_EXERCISE GOAL_
Continue the passage below about employees who bring personal pain to work, starting right after its last sentence.

_PASSAGE_
◇ ◇ ◇ ◇
If you are hurting, you are a terrible employee
A woman moved into a new neighborhood and asked the man next door what the people who lived there were like. He answered, “They’re just people. What were the people like in your last neighborhood?” She told him exactly what she thought. He replied, “I think you’ll find people around here are exactly the same kind of people.” It is mostly what you take with you, not the neighborhood, that determines how you will like where you live or work.
Laid off, fired, divorced, or the death of family, friends or pets can all make you hurt badly. The trouble is that many people take those pains to work. There they perform poorly or not at all. Bosses understand a few days of mourning. The trouble is that some people don’t get back in the saddle. Those people are horribly unproductive or counterproductive for months or even years.
The people who hurt the most have the toughest time finding a new job. It is obvious when someone is suffering that we often tell them to take a week or two off to recover before they apply for another job. Why blow a great opportunity because you are in pain? Some people are so badly hurt we won’t even try to help them get a job.
In other words, don’t expect to get a great job while you are hurt or mourning. If you really are hurting you need to change and get back to normal or no one will want to work with you.
◇ ◇ ◇ ◇
_ENTRIES SHOWN_
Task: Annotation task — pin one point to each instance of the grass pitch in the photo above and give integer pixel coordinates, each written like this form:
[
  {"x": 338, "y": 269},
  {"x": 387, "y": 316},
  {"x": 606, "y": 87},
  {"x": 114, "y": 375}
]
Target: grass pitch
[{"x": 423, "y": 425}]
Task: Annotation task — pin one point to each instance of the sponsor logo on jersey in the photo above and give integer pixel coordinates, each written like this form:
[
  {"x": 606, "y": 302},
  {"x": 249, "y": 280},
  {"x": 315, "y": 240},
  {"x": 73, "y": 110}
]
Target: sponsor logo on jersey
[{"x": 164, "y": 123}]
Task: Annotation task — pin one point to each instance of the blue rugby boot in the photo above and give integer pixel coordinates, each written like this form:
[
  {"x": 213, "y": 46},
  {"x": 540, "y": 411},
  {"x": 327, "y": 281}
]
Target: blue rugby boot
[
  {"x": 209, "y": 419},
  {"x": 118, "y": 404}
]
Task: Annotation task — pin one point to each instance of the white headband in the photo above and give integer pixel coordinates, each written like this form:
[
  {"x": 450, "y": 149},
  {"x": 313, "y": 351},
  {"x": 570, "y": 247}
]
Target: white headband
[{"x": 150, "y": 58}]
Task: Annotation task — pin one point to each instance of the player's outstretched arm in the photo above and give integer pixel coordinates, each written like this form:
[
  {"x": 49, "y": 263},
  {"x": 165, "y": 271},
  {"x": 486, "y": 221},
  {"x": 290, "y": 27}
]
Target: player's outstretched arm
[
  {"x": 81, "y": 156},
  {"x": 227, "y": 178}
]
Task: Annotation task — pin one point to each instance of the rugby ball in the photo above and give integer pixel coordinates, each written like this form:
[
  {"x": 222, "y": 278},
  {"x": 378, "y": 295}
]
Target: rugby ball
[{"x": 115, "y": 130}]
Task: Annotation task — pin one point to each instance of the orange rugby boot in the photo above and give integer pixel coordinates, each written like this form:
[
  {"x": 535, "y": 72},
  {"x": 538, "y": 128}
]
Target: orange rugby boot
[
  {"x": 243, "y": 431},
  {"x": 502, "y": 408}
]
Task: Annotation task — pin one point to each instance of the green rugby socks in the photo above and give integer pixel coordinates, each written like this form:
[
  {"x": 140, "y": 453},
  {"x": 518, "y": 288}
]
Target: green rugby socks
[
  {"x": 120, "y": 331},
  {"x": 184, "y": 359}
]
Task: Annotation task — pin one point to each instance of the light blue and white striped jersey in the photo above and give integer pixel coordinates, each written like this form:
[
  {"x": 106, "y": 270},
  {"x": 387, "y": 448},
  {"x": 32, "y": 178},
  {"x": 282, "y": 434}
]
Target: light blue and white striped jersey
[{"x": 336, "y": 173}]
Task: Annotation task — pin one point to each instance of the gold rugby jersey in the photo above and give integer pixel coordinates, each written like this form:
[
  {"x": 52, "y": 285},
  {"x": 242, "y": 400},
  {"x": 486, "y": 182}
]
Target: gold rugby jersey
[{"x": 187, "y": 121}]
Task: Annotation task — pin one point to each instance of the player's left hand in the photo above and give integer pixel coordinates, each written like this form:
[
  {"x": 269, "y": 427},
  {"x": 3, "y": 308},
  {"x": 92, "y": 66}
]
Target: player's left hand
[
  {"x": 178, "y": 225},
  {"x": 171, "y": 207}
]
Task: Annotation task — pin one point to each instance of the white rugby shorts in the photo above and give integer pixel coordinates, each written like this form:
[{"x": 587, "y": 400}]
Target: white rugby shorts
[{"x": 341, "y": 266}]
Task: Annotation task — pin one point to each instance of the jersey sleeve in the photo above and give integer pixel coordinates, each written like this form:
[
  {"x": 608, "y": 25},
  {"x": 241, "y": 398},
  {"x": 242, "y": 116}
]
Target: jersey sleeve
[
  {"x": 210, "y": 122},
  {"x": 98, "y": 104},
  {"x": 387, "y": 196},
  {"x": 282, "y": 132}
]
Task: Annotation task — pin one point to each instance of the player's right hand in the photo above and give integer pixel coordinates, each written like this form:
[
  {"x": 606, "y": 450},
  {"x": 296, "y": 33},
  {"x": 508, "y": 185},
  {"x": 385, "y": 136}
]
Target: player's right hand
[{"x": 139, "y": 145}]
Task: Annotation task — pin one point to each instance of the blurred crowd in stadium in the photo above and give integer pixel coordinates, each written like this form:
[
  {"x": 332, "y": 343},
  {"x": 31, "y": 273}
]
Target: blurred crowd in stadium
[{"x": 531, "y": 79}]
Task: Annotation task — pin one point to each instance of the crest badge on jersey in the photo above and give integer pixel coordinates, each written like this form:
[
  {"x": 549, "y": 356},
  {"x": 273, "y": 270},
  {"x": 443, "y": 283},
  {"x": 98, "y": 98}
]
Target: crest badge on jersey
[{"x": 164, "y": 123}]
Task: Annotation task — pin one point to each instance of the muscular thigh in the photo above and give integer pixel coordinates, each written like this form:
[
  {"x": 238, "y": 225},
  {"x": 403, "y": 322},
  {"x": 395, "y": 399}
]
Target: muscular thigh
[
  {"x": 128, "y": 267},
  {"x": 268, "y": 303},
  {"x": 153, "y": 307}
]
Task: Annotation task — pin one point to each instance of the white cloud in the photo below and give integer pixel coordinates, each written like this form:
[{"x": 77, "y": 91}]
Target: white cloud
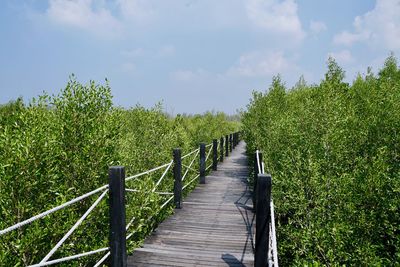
[
  {"x": 136, "y": 10},
  {"x": 343, "y": 56},
  {"x": 188, "y": 75},
  {"x": 380, "y": 26},
  {"x": 137, "y": 52},
  {"x": 261, "y": 63},
  {"x": 317, "y": 27},
  {"x": 276, "y": 16},
  {"x": 166, "y": 51},
  {"x": 128, "y": 67},
  {"x": 89, "y": 15}
]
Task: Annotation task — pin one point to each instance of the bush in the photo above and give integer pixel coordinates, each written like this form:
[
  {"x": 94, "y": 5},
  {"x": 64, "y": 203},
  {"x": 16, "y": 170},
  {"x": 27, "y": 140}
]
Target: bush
[
  {"x": 59, "y": 147},
  {"x": 333, "y": 152}
]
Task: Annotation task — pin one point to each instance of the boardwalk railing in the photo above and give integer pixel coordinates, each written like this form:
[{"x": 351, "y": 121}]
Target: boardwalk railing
[
  {"x": 116, "y": 189},
  {"x": 266, "y": 253}
]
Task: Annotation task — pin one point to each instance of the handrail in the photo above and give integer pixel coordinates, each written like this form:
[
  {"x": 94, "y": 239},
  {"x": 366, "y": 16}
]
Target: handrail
[
  {"x": 106, "y": 188},
  {"x": 50, "y": 211}
]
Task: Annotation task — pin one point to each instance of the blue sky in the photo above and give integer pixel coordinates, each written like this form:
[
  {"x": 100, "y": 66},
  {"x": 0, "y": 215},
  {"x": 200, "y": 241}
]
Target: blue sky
[{"x": 194, "y": 55}]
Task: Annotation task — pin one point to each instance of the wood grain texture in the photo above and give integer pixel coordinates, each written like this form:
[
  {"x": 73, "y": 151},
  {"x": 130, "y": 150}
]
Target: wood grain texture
[{"x": 214, "y": 227}]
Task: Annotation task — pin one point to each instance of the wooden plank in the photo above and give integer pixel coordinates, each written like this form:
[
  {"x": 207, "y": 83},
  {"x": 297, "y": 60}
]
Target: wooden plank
[{"x": 215, "y": 226}]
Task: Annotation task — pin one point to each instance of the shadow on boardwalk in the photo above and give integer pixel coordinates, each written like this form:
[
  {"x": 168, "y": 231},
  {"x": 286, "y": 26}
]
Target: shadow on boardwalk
[{"x": 215, "y": 226}]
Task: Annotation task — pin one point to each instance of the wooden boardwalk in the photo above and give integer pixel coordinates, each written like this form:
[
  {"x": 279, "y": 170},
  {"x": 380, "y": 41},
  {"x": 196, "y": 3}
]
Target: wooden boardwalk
[{"x": 215, "y": 226}]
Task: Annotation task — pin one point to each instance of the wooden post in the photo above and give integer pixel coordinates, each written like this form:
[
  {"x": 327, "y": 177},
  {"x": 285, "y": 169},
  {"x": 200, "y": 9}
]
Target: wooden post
[
  {"x": 263, "y": 216},
  {"x": 202, "y": 165},
  {"x": 117, "y": 235},
  {"x": 256, "y": 172},
  {"x": 221, "y": 156},
  {"x": 230, "y": 142},
  {"x": 226, "y": 145},
  {"x": 177, "y": 178},
  {"x": 215, "y": 154}
]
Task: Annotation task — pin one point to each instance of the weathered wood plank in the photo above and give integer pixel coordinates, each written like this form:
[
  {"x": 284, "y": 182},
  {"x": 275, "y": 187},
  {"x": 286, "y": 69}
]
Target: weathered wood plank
[{"x": 214, "y": 227}]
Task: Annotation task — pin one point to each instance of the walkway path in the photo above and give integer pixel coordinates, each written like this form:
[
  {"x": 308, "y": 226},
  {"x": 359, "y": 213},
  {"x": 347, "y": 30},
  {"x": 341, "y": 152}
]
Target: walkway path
[{"x": 214, "y": 227}]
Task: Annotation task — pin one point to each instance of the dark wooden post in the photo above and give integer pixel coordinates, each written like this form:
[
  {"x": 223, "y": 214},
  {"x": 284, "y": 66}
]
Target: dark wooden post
[
  {"x": 221, "y": 156},
  {"x": 177, "y": 178},
  {"x": 263, "y": 216},
  {"x": 202, "y": 165},
  {"x": 256, "y": 172},
  {"x": 215, "y": 154},
  {"x": 226, "y": 145},
  {"x": 230, "y": 142},
  {"x": 117, "y": 235},
  {"x": 236, "y": 139}
]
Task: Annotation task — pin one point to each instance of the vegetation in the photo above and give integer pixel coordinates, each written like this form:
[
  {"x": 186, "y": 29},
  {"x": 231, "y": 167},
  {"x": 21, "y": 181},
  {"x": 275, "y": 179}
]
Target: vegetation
[
  {"x": 333, "y": 150},
  {"x": 59, "y": 147}
]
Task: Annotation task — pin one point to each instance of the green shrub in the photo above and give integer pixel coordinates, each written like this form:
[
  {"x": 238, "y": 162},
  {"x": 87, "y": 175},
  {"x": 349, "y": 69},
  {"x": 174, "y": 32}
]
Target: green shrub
[
  {"x": 59, "y": 147},
  {"x": 333, "y": 152}
]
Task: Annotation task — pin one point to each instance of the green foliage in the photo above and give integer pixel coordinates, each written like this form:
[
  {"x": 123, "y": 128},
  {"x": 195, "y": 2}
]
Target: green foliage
[
  {"x": 333, "y": 150},
  {"x": 59, "y": 147}
]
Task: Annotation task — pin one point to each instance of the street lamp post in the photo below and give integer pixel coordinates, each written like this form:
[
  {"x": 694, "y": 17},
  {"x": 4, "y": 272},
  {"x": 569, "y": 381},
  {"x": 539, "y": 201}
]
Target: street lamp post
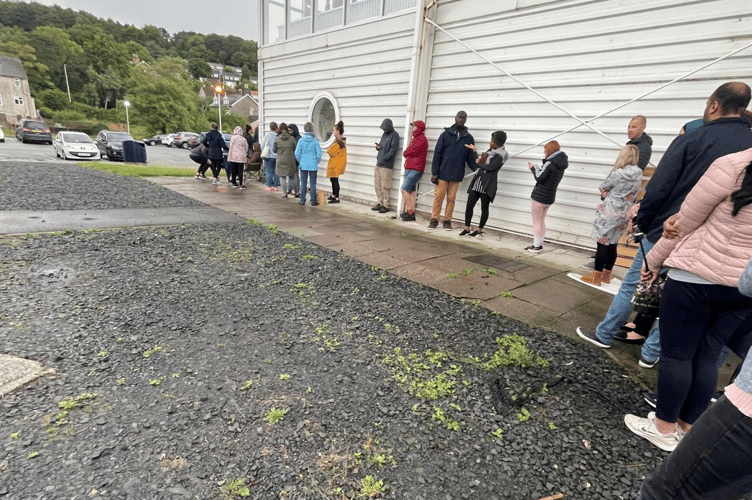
[
  {"x": 219, "y": 89},
  {"x": 127, "y": 104}
]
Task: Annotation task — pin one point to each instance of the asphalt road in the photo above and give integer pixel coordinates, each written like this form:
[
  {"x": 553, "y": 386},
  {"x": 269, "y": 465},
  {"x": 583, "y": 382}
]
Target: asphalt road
[{"x": 13, "y": 150}]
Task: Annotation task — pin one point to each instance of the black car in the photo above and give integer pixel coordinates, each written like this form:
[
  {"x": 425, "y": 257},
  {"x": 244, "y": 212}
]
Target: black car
[
  {"x": 33, "y": 131},
  {"x": 111, "y": 143},
  {"x": 154, "y": 140}
]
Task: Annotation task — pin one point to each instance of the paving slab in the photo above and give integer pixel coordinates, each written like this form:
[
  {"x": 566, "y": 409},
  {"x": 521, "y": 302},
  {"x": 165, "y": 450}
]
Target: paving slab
[{"x": 16, "y": 372}]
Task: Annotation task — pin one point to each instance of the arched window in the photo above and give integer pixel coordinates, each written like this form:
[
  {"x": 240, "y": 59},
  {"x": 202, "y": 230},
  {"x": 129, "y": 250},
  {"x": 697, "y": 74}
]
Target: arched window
[{"x": 323, "y": 114}]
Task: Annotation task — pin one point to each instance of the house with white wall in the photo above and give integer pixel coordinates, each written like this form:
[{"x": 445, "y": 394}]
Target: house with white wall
[
  {"x": 15, "y": 97},
  {"x": 571, "y": 70}
]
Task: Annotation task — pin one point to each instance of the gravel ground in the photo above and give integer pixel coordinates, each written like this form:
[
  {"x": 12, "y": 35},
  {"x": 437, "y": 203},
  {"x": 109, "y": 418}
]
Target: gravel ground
[
  {"x": 54, "y": 186},
  {"x": 174, "y": 346}
]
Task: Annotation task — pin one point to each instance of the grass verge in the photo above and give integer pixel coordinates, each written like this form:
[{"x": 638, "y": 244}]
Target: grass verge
[{"x": 131, "y": 170}]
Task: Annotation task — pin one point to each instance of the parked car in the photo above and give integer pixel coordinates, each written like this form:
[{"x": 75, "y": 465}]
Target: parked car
[
  {"x": 154, "y": 140},
  {"x": 167, "y": 139},
  {"x": 185, "y": 140},
  {"x": 75, "y": 145},
  {"x": 111, "y": 143},
  {"x": 33, "y": 131}
]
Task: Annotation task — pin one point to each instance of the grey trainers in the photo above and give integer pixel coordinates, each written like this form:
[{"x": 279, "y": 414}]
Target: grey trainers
[
  {"x": 591, "y": 337},
  {"x": 645, "y": 427}
]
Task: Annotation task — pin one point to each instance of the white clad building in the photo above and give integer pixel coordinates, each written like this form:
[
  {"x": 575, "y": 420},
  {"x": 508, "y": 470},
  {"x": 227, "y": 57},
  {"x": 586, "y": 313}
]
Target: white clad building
[{"x": 532, "y": 68}]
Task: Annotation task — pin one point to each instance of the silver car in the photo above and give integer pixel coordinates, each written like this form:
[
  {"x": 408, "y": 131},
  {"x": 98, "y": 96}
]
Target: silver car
[{"x": 75, "y": 145}]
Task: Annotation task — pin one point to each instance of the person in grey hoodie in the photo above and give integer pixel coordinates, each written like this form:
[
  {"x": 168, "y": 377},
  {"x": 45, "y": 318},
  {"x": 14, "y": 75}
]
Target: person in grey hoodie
[{"x": 382, "y": 179}]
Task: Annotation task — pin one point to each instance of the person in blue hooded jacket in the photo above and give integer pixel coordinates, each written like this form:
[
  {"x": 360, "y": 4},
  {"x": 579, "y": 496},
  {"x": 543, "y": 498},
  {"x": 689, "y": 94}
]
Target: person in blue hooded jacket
[{"x": 308, "y": 153}]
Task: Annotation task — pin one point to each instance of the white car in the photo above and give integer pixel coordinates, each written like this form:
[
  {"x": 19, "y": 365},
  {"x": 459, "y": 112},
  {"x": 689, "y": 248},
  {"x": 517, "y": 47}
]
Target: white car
[{"x": 75, "y": 146}]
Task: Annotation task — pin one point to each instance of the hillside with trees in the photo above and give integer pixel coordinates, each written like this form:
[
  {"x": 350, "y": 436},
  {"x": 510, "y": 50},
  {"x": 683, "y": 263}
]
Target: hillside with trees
[{"x": 107, "y": 62}]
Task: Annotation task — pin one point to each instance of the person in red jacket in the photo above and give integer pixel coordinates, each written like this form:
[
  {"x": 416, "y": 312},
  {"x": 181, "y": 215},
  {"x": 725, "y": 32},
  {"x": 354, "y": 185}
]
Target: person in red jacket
[{"x": 415, "y": 164}]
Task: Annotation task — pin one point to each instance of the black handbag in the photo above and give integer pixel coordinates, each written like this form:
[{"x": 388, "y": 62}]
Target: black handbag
[{"x": 647, "y": 296}]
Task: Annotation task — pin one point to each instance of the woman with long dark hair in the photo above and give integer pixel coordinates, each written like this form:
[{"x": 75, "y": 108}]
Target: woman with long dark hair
[{"x": 701, "y": 307}]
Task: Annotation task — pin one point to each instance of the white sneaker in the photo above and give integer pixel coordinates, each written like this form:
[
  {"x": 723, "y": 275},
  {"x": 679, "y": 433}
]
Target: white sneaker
[{"x": 645, "y": 427}]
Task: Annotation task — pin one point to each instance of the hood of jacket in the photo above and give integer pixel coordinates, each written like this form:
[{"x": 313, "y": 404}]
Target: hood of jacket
[
  {"x": 643, "y": 138},
  {"x": 295, "y": 131},
  {"x": 420, "y": 128},
  {"x": 559, "y": 160}
]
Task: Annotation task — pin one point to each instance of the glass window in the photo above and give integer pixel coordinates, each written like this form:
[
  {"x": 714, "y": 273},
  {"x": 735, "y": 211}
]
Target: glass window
[
  {"x": 274, "y": 21},
  {"x": 324, "y": 113},
  {"x": 299, "y": 17}
]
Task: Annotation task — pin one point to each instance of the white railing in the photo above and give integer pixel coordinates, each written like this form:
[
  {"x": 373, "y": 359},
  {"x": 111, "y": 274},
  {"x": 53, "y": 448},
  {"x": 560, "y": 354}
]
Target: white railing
[
  {"x": 328, "y": 19},
  {"x": 364, "y": 9},
  {"x": 391, "y": 6},
  {"x": 299, "y": 28}
]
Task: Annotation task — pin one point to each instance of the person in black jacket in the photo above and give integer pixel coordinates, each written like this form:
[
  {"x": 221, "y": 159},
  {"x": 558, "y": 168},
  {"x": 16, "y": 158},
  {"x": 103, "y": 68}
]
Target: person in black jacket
[
  {"x": 547, "y": 178},
  {"x": 685, "y": 161},
  {"x": 216, "y": 145},
  {"x": 382, "y": 177},
  {"x": 448, "y": 168},
  {"x": 483, "y": 185}
]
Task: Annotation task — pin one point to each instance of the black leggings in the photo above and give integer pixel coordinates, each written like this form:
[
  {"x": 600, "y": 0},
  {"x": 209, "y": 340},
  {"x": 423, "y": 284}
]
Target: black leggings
[
  {"x": 335, "y": 186},
  {"x": 472, "y": 199},
  {"x": 605, "y": 257}
]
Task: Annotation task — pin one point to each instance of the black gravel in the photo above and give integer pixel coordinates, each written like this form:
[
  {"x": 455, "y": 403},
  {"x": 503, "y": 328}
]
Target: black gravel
[
  {"x": 158, "y": 331},
  {"x": 54, "y": 186}
]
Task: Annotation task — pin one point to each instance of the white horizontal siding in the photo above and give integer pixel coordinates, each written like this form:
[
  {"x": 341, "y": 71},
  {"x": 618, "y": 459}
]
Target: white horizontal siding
[
  {"x": 366, "y": 68},
  {"x": 588, "y": 57}
]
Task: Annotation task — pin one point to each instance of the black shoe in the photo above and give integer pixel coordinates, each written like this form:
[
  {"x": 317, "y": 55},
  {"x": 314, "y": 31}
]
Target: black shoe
[
  {"x": 644, "y": 363},
  {"x": 651, "y": 398},
  {"x": 622, "y": 336},
  {"x": 591, "y": 337}
]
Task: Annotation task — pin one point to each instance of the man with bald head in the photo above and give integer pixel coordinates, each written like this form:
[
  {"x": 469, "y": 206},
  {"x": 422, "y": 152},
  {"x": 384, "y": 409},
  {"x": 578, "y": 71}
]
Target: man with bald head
[
  {"x": 685, "y": 161},
  {"x": 638, "y": 137}
]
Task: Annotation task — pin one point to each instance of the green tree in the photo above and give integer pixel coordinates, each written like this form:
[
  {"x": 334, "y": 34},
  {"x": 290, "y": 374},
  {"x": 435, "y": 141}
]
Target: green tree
[
  {"x": 163, "y": 97},
  {"x": 199, "y": 68}
]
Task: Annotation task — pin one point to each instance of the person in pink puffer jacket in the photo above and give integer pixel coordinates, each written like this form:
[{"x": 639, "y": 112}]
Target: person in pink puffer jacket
[{"x": 701, "y": 305}]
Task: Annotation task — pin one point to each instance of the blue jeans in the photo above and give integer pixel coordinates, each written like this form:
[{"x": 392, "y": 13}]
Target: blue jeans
[
  {"x": 304, "y": 176},
  {"x": 696, "y": 322},
  {"x": 621, "y": 308},
  {"x": 713, "y": 461},
  {"x": 270, "y": 169}
]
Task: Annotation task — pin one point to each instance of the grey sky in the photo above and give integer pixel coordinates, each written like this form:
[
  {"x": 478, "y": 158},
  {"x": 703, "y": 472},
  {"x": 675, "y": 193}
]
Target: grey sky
[{"x": 227, "y": 17}]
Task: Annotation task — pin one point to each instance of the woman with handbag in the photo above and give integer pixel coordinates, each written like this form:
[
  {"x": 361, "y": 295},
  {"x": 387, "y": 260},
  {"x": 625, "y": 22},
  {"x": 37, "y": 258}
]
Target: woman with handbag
[
  {"x": 618, "y": 193},
  {"x": 701, "y": 307},
  {"x": 270, "y": 158},
  {"x": 483, "y": 185}
]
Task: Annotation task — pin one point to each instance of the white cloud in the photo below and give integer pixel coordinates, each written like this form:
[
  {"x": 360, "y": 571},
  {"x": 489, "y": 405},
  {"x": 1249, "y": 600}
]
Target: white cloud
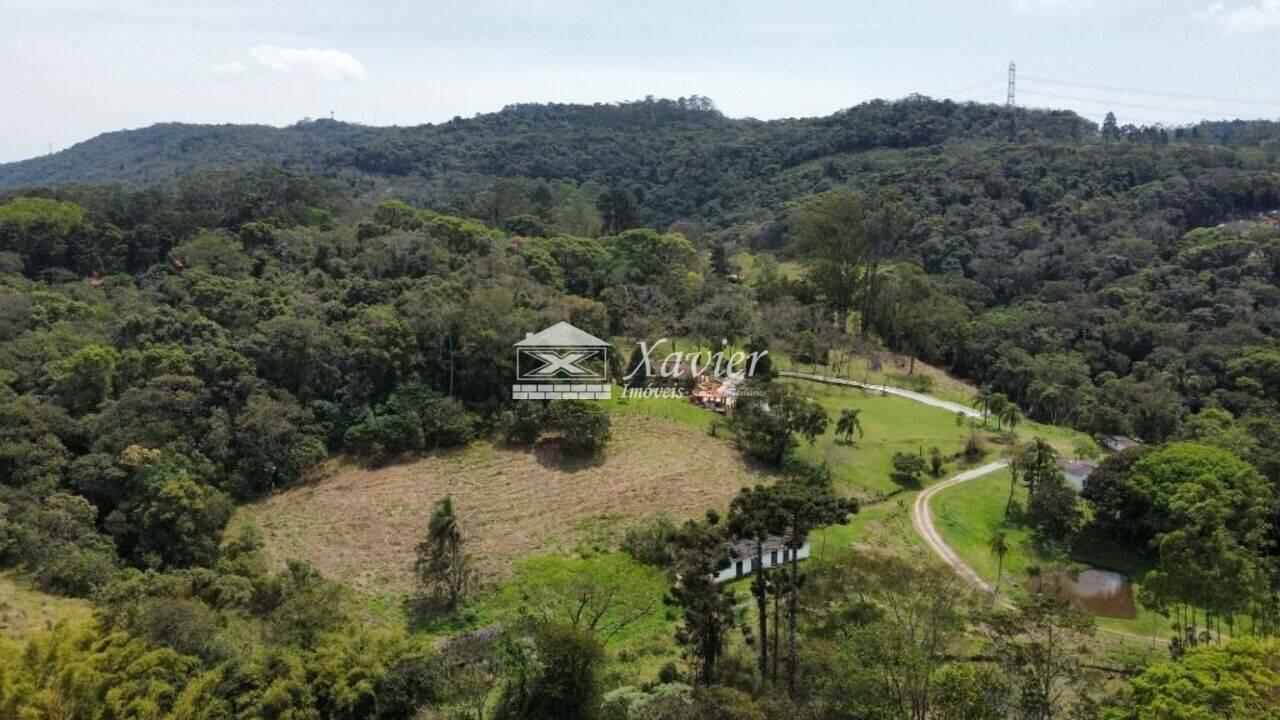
◇ ◇ ◇ ◇
_RESULT OF THIS EXERCISE_
Poor social skills and terrible work habits have the same symptoms as debilitating emotional pain. Some symptoms are that you think, and it is true, that everyone at your last job was HORRIBLE. The boss was a lunatic. All your coworkers avoided you. Promotions and pay raises were denied because someone hated you without any reason. People were talking behind your back. Everyone wanted you to leave.
The problem with that debilitating pain (or the other problems), is that you refuse to take responsibility yourself. When things are going that bad at a job, it is always your fault. You are bringing that anger upon yourself by something you do. Your attitude, reactions, the chip on your shoulder, or lack of listening, may incite the problem. Occasionally, very rarely, you have the wrong job. The problem is you.
Don’t bring those problems to your next job. If everywhere you go smells like crap, check the bottom of your shoes before you blame someone else.
Something To Do Today
Think about your job search. Just think. And then take notes about your conclusions.